### PROBLEM DESCRIPTION
Which lines contain the string "bark"? Pick out each of them and copy it.

### RECORDS SHOWN
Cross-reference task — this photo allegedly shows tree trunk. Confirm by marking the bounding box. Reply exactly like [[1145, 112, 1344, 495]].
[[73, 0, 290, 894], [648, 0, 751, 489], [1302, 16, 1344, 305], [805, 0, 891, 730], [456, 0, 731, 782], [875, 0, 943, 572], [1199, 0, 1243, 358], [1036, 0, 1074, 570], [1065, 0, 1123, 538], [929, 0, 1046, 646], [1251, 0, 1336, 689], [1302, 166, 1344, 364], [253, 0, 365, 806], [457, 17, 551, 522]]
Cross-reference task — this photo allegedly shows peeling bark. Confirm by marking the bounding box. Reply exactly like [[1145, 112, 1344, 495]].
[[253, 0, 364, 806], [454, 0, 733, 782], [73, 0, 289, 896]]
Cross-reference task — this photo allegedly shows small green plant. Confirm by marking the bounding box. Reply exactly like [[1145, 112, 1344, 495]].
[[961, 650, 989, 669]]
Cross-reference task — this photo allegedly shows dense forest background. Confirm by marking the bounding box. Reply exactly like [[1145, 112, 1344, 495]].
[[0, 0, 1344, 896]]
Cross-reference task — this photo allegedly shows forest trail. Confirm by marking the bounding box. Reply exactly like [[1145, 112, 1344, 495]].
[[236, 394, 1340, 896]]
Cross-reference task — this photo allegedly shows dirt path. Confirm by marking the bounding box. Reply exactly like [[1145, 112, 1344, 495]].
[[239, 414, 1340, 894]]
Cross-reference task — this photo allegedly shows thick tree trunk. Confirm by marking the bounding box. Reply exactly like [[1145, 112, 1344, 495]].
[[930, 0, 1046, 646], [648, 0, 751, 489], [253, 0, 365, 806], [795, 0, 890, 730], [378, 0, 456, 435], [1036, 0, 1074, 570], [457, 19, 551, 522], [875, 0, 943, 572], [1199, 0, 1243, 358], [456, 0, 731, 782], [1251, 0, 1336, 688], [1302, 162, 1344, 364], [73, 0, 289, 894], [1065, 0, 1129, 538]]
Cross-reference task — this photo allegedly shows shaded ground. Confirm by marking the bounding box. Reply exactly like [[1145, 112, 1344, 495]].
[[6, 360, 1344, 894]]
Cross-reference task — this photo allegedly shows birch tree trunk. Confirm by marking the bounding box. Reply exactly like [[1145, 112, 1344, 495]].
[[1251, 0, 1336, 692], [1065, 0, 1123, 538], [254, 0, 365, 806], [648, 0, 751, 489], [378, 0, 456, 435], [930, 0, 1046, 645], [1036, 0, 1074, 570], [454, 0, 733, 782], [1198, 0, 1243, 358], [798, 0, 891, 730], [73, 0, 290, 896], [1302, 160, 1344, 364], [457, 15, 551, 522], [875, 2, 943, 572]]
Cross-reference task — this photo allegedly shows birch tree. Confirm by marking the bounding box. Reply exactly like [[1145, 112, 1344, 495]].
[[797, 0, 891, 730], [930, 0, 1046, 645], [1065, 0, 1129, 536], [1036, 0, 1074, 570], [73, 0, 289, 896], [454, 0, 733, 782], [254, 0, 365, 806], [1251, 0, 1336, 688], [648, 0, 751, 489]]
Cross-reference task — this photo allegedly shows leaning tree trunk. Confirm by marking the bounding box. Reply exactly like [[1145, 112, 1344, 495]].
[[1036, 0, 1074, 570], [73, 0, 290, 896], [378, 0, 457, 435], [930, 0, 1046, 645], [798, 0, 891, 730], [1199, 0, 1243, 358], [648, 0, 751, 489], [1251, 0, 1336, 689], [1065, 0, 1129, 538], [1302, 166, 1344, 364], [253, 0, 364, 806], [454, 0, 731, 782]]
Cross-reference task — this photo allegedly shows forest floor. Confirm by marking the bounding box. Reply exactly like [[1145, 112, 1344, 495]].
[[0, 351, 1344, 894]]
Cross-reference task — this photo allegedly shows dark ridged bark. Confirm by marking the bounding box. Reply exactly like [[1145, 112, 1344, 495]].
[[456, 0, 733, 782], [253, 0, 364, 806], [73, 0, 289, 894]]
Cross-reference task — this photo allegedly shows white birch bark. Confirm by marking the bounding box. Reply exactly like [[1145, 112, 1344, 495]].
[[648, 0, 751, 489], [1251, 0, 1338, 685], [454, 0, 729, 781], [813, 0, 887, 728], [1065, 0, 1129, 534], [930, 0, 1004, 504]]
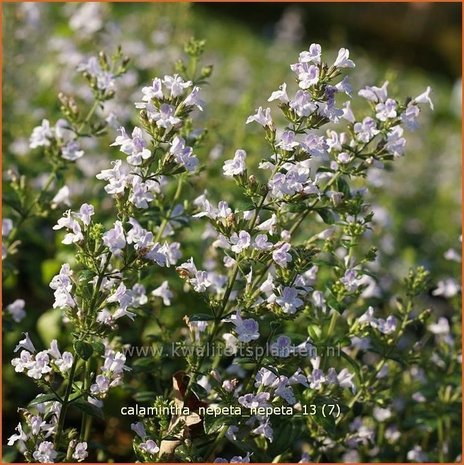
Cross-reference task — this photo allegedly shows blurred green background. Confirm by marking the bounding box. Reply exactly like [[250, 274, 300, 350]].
[[2, 2, 461, 460]]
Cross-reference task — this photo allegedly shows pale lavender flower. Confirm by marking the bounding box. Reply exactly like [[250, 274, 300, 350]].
[[163, 74, 192, 98], [333, 48, 355, 68], [232, 310, 259, 342], [412, 86, 433, 110], [29, 119, 53, 149], [268, 82, 289, 103], [298, 44, 322, 65], [358, 81, 388, 102], [222, 150, 246, 176], [246, 107, 272, 127], [230, 231, 251, 253], [139, 439, 160, 455], [354, 116, 380, 143], [151, 281, 174, 305], [6, 299, 26, 323], [275, 286, 303, 315], [272, 242, 292, 268], [238, 392, 271, 408], [8, 423, 29, 452], [72, 442, 89, 462], [32, 441, 58, 463], [103, 220, 126, 254]]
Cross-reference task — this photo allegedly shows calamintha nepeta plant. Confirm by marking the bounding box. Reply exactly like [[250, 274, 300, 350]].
[[7, 40, 456, 462]]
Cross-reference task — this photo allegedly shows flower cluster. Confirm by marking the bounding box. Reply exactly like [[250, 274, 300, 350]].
[[3, 36, 459, 463]]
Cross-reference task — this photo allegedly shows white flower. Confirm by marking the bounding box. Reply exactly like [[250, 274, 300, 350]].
[[96, 160, 130, 195], [72, 442, 89, 462], [255, 234, 273, 250], [48, 339, 74, 373], [103, 221, 126, 253], [222, 149, 246, 176], [106, 283, 135, 320], [275, 286, 303, 315], [333, 48, 355, 68], [76, 203, 95, 226], [358, 81, 388, 102], [61, 140, 84, 161], [27, 350, 52, 379], [14, 333, 36, 353], [139, 439, 159, 455], [90, 375, 110, 396], [232, 311, 259, 342], [407, 446, 429, 463], [289, 90, 317, 117], [272, 242, 292, 268], [50, 263, 76, 308], [142, 78, 164, 102], [6, 299, 26, 323], [373, 406, 392, 422], [412, 86, 433, 110], [375, 98, 397, 121], [183, 86, 205, 111], [251, 418, 277, 442], [32, 441, 58, 463], [340, 269, 360, 292], [8, 423, 29, 452], [428, 317, 450, 335], [147, 103, 182, 131], [151, 281, 173, 305], [131, 421, 147, 439], [111, 127, 152, 166], [29, 119, 53, 149], [276, 131, 300, 152], [189, 271, 211, 292], [11, 350, 34, 373], [238, 392, 271, 408], [298, 44, 322, 65], [51, 185, 71, 208], [308, 368, 326, 390], [267, 82, 288, 103], [163, 74, 192, 98], [432, 278, 461, 299], [53, 210, 84, 244], [169, 136, 199, 171], [230, 231, 251, 253], [385, 125, 406, 157], [353, 116, 380, 143], [77, 57, 115, 91], [290, 63, 320, 90], [246, 107, 272, 127]]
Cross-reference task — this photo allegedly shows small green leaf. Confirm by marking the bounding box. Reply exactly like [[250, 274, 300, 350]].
[[92, 341, 105, 355], [29, 392, 58, 407], [189, 313, 214, 321], [37, 308, 63, 346], [74, 341, 93, 360], [134, 391, 156, 402], [71, 399, 105, 420], [316, 208, 335, 224], [203, 415, 237, 434]]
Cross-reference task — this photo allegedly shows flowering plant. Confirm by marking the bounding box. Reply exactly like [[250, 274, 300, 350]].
[[3, 33, 460, 462]]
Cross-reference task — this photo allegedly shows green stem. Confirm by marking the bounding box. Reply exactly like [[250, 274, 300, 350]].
[[8, 171, 56, 245], [155, 175, 184, 242], [55, 355, 79, 449]]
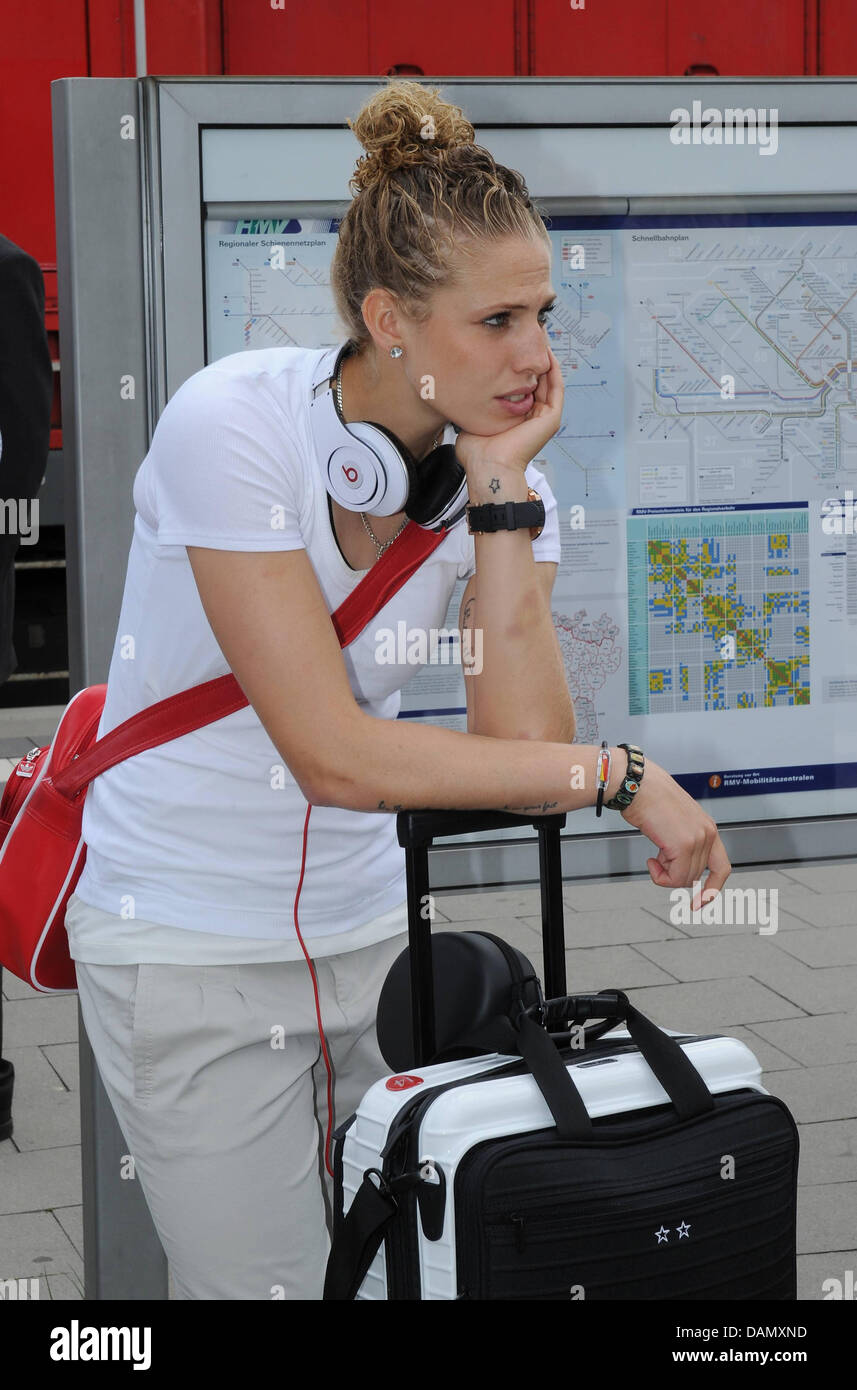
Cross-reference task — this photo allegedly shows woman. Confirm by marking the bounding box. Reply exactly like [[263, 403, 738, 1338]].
[[67, 81, 729, 1298]]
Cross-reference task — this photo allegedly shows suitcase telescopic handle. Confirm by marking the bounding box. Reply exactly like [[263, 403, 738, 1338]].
[[515, 990, 714, 1140], [396, 810, 565, 1066]]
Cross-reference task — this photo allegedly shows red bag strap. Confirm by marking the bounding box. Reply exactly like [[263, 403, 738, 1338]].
[[54, 521, 447, 796]]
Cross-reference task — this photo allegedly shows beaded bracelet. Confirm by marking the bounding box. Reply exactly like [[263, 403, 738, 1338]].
[[604, 744, 646, 810], [594, 738, 610, 816]]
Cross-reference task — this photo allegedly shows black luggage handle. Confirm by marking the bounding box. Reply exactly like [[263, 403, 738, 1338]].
[[396, 810, 565, 1066], [513, 990, 714, 1140]]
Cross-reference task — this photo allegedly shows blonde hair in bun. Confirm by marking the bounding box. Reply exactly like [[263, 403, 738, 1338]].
[[331, 78, 550, 349]]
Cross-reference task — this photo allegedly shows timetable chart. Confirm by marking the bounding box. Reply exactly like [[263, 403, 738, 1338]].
[[628, 505, 811, 714]]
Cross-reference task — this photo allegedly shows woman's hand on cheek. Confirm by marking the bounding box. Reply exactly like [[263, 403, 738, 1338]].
[[456, 348, 565, 471]]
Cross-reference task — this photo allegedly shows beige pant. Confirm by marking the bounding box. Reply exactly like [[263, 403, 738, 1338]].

### PROBLEM SOLUTION
Cross-reference task — this photo allegedly shows peeling bark. Confirm by marking the bounding box. Reply exactly like [[1145, 112, 1344, 495]].
Cross-reference task — this photo allegedly shows dark ridged bark. Confirm by marking the bounding box. Reply exactly like [[1145, 112, 1344, 495]].
Cross-reference task — this photo allegedly shows white birch bark. Confirm by marking the bounding box. Reply exactly like [[1145, 112, 1344, 495]].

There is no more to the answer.